Tally up the lines below that include the word "rough". Answer with the number alone.

-------

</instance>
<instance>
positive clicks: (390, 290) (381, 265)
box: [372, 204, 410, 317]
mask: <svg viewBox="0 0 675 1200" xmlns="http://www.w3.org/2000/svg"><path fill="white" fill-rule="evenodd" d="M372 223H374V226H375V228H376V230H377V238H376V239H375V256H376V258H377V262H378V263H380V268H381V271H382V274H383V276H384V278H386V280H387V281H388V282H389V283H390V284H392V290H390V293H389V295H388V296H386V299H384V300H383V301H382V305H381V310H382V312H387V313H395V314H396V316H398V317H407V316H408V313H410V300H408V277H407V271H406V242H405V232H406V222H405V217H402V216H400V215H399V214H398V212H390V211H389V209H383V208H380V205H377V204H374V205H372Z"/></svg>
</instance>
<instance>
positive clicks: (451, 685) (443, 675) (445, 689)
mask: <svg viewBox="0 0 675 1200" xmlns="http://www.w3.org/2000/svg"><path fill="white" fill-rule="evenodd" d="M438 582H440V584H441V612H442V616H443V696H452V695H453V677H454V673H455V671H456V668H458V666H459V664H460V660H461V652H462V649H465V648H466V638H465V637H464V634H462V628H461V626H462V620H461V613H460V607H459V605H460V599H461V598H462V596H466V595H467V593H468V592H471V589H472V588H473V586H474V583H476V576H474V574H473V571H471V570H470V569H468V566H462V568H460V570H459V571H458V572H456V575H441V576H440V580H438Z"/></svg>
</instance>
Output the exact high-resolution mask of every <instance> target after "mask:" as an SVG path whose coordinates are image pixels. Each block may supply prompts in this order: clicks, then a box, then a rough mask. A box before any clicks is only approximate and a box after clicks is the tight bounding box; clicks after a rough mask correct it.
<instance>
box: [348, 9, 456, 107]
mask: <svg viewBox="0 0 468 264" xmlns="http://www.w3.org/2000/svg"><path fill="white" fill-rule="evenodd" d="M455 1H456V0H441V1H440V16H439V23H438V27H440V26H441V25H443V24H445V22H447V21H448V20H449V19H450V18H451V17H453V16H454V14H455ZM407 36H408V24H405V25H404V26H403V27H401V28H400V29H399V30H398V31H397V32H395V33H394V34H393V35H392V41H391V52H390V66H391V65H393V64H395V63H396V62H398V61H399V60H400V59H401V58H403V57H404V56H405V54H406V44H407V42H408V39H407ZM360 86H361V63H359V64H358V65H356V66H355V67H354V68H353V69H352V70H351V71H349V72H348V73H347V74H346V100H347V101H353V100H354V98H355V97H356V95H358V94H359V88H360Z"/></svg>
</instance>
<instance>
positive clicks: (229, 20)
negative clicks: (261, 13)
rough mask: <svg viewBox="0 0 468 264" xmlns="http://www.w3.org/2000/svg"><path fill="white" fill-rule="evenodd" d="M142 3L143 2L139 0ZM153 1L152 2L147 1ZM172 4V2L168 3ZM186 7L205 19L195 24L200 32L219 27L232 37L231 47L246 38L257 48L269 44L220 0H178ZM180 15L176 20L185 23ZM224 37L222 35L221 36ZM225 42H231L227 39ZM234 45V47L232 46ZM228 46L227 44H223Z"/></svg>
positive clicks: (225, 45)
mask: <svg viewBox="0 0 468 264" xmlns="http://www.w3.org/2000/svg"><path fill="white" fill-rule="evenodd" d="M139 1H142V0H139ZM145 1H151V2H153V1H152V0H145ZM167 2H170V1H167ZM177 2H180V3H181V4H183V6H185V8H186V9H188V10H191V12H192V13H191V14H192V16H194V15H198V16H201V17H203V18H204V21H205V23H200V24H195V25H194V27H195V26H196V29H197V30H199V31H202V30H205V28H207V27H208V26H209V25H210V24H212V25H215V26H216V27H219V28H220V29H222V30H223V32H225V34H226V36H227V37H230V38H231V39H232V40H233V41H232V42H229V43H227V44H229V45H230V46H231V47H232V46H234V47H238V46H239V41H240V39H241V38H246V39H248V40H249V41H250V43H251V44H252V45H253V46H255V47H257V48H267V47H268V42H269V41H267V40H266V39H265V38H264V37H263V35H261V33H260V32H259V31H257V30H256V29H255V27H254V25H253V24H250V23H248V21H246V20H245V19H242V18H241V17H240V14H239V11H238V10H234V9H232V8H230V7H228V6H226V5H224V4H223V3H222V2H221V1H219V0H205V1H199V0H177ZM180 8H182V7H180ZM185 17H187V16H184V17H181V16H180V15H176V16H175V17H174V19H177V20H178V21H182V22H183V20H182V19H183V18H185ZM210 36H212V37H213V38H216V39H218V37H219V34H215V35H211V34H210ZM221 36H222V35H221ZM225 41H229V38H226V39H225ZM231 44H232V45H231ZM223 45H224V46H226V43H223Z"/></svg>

-------

WRITTEN ANSWER. 2